• **Records for this exercise**:

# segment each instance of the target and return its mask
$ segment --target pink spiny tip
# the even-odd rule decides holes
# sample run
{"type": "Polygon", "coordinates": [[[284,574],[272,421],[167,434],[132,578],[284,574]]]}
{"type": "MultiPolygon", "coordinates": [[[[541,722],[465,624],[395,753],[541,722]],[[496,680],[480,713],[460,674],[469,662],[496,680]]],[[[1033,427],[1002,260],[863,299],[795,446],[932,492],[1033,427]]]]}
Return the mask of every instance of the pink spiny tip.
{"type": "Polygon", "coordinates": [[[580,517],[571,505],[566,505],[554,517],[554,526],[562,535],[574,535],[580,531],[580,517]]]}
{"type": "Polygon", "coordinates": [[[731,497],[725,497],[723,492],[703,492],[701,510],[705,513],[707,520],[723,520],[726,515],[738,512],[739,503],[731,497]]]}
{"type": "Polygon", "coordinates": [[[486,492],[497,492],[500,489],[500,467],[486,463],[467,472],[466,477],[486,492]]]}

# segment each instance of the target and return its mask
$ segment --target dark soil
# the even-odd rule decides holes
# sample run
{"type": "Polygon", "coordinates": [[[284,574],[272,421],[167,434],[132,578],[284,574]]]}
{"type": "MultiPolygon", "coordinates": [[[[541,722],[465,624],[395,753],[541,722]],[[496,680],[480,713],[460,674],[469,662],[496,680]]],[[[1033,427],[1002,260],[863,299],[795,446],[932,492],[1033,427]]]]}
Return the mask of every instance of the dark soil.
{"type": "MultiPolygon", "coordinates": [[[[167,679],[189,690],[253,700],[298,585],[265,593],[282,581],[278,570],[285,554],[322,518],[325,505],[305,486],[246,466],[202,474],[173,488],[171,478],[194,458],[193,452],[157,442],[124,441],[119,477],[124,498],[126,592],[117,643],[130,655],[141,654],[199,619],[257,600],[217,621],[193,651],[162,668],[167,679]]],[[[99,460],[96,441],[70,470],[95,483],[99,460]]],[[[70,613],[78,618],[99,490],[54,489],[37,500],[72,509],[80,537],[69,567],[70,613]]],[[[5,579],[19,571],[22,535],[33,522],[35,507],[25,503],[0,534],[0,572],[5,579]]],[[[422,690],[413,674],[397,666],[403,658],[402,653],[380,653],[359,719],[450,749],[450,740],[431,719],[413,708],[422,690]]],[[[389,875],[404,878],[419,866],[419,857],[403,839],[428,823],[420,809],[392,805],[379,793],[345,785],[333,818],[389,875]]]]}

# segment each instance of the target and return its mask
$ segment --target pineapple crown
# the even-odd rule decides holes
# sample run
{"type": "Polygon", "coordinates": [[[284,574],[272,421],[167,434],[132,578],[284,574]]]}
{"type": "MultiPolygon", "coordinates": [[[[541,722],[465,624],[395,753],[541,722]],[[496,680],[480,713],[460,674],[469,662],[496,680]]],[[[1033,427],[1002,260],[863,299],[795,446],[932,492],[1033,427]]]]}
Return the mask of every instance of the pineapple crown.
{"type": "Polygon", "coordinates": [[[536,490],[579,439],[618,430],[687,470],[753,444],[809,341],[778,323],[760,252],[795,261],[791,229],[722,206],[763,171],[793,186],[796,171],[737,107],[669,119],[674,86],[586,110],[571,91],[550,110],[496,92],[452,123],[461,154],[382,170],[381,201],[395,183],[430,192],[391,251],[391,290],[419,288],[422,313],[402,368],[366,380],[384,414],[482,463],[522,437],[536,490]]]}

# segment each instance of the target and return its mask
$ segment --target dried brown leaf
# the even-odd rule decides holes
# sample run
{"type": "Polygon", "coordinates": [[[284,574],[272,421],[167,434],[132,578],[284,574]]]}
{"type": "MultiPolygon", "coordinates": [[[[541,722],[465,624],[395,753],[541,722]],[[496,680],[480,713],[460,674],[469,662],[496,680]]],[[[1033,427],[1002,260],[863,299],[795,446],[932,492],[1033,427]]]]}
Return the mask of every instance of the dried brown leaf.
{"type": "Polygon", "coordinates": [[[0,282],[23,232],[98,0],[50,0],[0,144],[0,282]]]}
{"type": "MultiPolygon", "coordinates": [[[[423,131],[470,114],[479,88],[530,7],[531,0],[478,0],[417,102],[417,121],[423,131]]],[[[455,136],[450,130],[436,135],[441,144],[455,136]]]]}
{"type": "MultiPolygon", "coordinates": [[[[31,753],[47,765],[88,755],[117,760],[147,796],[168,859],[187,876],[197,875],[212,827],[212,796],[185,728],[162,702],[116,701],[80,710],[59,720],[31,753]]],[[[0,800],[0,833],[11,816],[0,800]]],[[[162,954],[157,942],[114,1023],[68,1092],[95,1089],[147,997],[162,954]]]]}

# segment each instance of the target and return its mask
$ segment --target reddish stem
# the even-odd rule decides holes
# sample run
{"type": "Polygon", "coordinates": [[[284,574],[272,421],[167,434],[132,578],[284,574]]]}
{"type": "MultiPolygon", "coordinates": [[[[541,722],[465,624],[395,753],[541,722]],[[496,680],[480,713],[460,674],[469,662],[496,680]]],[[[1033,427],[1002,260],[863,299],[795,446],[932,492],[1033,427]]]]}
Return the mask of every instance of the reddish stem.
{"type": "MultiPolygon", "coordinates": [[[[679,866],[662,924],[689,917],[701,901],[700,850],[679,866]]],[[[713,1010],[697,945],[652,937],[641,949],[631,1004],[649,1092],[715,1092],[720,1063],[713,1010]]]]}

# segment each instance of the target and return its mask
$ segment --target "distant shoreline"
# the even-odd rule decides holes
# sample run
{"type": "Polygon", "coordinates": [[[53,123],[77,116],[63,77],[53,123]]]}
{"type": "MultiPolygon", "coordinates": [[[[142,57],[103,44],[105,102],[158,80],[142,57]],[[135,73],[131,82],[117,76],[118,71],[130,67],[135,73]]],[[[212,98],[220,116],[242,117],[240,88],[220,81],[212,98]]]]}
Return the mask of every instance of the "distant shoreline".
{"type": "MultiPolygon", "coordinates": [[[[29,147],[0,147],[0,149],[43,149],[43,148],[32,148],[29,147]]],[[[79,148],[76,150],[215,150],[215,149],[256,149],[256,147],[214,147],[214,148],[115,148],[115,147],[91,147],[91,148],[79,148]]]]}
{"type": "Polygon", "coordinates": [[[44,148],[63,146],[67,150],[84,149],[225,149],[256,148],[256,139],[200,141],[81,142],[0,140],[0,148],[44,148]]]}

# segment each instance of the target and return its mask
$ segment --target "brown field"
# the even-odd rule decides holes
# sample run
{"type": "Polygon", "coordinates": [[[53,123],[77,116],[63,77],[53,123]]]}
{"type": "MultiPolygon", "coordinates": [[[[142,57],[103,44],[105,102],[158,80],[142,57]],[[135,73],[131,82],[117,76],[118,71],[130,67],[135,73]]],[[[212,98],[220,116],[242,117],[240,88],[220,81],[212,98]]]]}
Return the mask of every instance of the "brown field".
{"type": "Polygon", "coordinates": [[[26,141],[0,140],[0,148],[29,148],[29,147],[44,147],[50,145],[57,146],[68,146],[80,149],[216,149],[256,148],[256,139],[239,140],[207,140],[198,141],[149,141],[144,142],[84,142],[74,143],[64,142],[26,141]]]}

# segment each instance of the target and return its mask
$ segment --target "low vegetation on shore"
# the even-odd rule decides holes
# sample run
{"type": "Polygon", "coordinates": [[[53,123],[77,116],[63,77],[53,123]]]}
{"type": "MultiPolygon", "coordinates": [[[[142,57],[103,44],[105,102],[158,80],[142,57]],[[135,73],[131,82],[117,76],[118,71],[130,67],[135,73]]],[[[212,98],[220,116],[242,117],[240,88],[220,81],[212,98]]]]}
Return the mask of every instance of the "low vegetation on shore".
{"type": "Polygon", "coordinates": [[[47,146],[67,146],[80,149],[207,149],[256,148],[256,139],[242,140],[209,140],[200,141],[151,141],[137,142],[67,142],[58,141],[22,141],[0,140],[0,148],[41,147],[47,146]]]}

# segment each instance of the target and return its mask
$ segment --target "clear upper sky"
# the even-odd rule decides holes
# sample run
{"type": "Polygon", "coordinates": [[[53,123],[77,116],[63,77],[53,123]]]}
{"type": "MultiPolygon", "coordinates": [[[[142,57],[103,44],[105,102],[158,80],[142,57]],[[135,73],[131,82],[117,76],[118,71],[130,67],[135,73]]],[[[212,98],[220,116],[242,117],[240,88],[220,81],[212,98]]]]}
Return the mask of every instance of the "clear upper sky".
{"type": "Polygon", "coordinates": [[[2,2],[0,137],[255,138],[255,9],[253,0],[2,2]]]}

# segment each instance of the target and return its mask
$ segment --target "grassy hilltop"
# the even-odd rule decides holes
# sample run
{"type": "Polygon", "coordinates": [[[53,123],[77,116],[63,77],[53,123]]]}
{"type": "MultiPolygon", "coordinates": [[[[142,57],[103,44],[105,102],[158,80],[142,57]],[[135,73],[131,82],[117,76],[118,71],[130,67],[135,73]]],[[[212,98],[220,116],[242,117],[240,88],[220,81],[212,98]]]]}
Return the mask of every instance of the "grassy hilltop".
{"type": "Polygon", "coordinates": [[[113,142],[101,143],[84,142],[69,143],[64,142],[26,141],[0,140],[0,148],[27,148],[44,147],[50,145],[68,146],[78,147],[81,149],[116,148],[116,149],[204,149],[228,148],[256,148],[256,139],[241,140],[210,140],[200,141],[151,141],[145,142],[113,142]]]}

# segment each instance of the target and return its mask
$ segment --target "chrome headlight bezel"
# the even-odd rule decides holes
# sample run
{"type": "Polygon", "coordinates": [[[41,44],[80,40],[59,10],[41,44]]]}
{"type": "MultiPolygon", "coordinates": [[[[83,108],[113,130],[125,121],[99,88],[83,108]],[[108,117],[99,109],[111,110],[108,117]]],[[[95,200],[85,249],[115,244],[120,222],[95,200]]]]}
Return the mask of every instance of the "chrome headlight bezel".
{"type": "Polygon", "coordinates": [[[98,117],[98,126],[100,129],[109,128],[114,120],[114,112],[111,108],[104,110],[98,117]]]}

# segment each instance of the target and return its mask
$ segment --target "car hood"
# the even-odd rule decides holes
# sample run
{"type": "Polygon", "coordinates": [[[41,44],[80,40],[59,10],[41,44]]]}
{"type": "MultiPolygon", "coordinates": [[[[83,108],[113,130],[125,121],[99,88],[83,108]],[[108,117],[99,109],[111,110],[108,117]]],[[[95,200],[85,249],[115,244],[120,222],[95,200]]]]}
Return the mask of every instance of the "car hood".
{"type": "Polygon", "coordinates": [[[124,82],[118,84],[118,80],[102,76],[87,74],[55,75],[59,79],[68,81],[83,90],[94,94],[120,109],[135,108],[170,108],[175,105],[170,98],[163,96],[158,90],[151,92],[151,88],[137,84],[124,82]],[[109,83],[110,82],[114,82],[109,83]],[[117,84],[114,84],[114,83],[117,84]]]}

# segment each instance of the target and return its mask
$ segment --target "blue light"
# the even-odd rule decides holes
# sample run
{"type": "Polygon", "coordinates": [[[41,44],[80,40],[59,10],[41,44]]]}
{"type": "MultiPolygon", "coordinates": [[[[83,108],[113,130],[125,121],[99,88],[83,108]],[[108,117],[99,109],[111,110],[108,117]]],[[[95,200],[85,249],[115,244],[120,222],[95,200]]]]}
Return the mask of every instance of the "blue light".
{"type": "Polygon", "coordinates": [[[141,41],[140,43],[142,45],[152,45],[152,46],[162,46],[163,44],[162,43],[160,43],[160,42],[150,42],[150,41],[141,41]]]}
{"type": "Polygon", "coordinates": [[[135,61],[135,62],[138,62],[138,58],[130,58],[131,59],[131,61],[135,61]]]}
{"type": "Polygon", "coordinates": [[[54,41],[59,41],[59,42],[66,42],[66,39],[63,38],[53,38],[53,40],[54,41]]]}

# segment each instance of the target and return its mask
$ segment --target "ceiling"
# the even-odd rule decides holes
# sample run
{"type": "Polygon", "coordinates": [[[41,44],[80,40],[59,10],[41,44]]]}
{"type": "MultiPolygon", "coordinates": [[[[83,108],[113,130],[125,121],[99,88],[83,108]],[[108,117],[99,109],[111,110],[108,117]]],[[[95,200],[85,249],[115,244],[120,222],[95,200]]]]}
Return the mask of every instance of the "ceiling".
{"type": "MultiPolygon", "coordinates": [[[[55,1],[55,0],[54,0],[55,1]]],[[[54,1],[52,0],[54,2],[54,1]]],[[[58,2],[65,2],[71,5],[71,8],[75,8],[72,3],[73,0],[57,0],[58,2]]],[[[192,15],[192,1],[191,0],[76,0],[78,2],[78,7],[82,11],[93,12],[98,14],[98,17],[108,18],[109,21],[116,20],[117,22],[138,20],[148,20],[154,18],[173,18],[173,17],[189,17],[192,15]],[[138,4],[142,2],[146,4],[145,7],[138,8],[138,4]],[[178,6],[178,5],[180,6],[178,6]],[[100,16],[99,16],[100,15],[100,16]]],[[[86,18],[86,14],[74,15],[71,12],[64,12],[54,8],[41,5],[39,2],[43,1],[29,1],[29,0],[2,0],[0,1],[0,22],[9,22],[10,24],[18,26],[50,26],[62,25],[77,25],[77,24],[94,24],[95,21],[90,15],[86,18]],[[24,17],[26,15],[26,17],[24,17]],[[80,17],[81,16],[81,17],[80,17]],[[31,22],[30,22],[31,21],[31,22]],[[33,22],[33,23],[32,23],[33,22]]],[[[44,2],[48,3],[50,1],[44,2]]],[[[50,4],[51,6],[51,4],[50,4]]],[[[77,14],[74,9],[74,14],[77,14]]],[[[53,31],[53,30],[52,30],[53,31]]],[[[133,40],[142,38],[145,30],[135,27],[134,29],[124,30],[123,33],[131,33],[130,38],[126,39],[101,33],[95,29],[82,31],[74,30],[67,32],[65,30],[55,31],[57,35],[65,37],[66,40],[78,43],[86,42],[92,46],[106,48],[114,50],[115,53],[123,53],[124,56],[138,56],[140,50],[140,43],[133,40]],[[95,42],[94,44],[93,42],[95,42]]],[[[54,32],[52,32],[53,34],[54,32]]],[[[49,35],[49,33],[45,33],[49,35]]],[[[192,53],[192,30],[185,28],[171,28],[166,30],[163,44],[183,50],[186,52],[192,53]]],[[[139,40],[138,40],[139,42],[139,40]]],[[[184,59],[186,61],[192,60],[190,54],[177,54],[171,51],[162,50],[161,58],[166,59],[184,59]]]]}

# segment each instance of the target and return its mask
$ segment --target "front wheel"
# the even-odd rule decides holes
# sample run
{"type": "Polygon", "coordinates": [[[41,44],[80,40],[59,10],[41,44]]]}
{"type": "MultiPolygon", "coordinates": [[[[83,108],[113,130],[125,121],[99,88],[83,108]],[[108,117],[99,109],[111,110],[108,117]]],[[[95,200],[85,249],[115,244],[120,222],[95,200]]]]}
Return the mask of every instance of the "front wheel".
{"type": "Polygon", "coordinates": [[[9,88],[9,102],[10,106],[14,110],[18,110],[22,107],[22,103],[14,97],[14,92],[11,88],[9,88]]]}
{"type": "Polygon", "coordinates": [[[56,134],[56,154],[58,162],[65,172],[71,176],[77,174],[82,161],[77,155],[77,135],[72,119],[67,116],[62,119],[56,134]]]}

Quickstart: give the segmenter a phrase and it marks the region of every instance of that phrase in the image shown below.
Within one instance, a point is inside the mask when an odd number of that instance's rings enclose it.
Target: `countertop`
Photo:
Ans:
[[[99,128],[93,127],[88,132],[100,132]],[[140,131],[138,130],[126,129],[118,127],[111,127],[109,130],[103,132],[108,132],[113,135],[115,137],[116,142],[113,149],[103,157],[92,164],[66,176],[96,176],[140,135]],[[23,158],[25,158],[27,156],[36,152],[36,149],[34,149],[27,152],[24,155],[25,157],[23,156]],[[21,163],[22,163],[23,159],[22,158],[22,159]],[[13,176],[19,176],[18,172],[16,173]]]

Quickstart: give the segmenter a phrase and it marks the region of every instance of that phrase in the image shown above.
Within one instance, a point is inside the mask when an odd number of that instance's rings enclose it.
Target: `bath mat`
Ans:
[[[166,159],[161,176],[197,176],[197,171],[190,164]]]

• **Written instruction**:
Every line from the one holding "image shown below." through the final line of the listing must be echoed exactly; leave out all other lines.

• **The response**:
Quickstart: give the segmenter a phrase and it marks the region of every instance of that phrase in the image shown below.
Within one instance, a point is inside the mask when an odd number of that instance's rings enclose it.
Target: `countertop`
Photo:
Ans:
[[[99,128],[93,127],[88,132],[100,132]],[[140,131],[138,130],[126,129],[118,127],[111,127],[109,130],[103,132],[108,132],[113,135],[115,137],[116,142],[113,149],[103,157],[92,164],[66,176],[96,176],[140,135]],[[23,158],[25,158],[27,156],[36,152],[36,149],[34,149],[27,152],[24,155],[25,157],[23,156]],[[21,163],[22,163],[23,159],[22,158],[22,159]],[[13,176],[19,176],[18,172],[16,173]]]

Quickstart: give the segmenter a phrase and it marks the region of every instance of that phrase in the image shown above.
Within one instance, a point is inside the mask when an odd number of that instance's rings enclose it.
Target: `bath mat`
Ans:
[[[166,159],[161,176],[197,176],[197,171],[190,164]]]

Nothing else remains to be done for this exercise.